Work instructions ::
Edit the lines below by changing every "query" to "prompt" and leaving everything else as it is.

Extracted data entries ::
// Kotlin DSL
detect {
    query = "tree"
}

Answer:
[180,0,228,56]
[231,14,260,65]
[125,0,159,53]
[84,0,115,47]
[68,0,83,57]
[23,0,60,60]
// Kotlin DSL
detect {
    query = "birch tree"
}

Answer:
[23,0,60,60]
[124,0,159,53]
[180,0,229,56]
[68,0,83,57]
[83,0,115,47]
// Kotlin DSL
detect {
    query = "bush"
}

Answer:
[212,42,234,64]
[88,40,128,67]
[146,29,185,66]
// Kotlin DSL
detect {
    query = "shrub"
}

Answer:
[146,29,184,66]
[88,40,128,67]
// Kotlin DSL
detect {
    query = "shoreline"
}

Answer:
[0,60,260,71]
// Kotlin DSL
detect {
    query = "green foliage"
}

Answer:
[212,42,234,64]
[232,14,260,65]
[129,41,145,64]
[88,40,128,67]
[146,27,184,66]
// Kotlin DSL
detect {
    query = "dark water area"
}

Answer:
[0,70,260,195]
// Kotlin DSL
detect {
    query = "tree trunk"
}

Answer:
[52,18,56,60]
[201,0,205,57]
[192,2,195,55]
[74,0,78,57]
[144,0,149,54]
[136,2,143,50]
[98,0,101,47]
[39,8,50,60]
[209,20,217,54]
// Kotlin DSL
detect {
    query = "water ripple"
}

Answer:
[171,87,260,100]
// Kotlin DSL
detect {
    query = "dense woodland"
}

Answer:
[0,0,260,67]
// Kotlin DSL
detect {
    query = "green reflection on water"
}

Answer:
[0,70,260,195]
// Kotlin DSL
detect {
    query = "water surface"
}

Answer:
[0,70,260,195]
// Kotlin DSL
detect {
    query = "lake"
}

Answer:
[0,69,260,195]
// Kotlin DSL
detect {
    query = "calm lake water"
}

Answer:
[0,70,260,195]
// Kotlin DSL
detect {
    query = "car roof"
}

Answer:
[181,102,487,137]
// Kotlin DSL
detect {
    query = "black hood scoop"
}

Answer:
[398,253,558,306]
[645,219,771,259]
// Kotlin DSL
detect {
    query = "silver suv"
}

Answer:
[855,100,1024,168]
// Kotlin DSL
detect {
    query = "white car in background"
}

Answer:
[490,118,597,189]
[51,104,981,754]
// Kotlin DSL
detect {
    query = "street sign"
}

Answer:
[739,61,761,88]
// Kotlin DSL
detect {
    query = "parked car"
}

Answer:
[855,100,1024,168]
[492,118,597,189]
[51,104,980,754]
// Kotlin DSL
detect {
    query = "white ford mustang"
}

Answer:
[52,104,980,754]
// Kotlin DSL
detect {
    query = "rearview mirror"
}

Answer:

The result ::
// Kotlin DSL
detect {
    prompt = "tree"
}

Answer:
[180,0,228,56]
[231,14,260,65]
[125,0,159,53]
[84,0,115,47]
[68,0,83,57]
[23,0,60,60]
// Kotlin DSL
detect {
    prompt = "birch tree"
}

Answer:
[23,0,60,60]
[124,0,159,53]
[180,0,229,56]
[68,0,83,57]
[83,0,115,47]
// Kotlin DSL
detect {
    prompt = "bush"
}

Answer:
[212,42,234,64]
[88,40,128,67]
[146,29,185,66]
// Kotlin DSL
detect {
    prompt = "shrub"
}

Answer:
[146,29,184,66]
[88,40,128,67]
// Kotlin DSL
detect {
    prompt = "shoreline"
}

Answer:
[0,60,260,71]
// Kotlin DSL
detect {
    prompt = "green foliage"
}

Answer:
[212,42,234,64]
[232,14,260,65]
[129,41,145,64]
[88,40,128,67]
[146,27,184,66]
// Kotlin DSL
detect {
    prompt = "dark water area"
}

Answer:
[0,70,260,195]
// Kotlin DSL
detect {
    prompt = "tree trunk"
}

Answer:
[52,18,56,60]
[201,0,205,57]
[192,2,195,55]
[74,0,78,57]
[144,0,149,54]
[136,2,143,50]
[98,0,101,47]
[39,8,50,60]
[209,20,217,54]
// Kotlin DSL
detect {
    prompt = "water ripple"
}

Answer:
[171,87,260,100]
// Kotlin DSL
detect {
    prompt = "dense woodland"
}

Answer:
[0,0,260,67]
// Kotlin DSL
detect {
    prompt = "green reflection on water"
}

Answer:
[0,70,260,195]
// Kotlin DSL
detect {
    prompt = "water surface"
}

Answer:
[0,70,260,195]
// Kotlin DSL
detect {
    prompt = "lake"
}

Answer:
[0,69,260,195]
// Kotlin DSL
detect {
    prompt = "calm lake water"
}

Answer:
[0,70,260,195]
// Kotlin DSL
detect {
    prompt = "car roof"
}

Answer:
[181,102,487,137]
// Kotlin DSL
detect {
    prompt = "black hood scoop"
}

Answer:
[398,253,558,306]
[645,219,771,259]
// Kotlin DSL
detect {
    prompt = "silver suv"
}

Answer:
[855,100,1024,168]
// Kotlin DSL
detect {
    prompt = "white car in background"
}

Answer:
[490,118,597,189]
[51,104,981,754]
// Kotlin DSL
detect {
    prompt = "street sign"
}

Answer:
[739,61,761,88]
// Kotlin DSL
detect {
    prompt = "parked car"
}

Answer:
[855,100,1024,168]
[492,118,597,189]
[51,104,980,754]
// Kotlin DSL
detect {
    prompt = "white ford mustang"
}

Answer:
[52,104,980,754]
// Kotlin DSL
detect {
    prompt = "rearview mirror"
}

Answer:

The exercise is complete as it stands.